- [TASK OBJECTIVE] Find every line in the items below that contains the word "rough" and copy each of those lines in full. The match is case-sensitive.

(Records from a data collection)
-.-.-

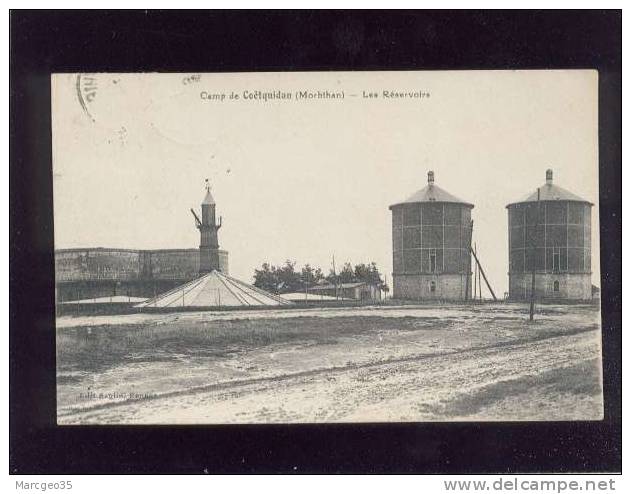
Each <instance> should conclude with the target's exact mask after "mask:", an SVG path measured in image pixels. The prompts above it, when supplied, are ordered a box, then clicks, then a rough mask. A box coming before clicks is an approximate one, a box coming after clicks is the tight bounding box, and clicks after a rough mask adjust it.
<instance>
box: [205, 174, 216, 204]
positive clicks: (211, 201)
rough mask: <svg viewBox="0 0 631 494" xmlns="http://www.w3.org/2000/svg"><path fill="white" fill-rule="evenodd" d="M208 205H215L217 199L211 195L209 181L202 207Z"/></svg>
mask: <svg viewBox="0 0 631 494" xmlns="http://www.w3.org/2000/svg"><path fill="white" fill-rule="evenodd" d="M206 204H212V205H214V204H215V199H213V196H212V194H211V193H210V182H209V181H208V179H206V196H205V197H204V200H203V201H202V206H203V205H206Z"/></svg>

-.-.-

- [RESPONSE TO THIS EXERCISE]
Each <instance> should conclude with the target's exact mask after "mask:", an SVG path measured in image pixels. The prompts above it, when supplied, are ordered a box, then clicks, then a rough mask. A box coming before clicks is an approximate one, a box coming after clicks is the tight bounding box, and clicks after a rough mask adjust it.
rough mask: <svg viewBox="0 0 631 494" xmlns="http://www.w3.org/2000/svg"><path fill="white" fill-rule="evenodd" d="M208 205H215L217 199L211 195L209 181L202 207Z"/></svg>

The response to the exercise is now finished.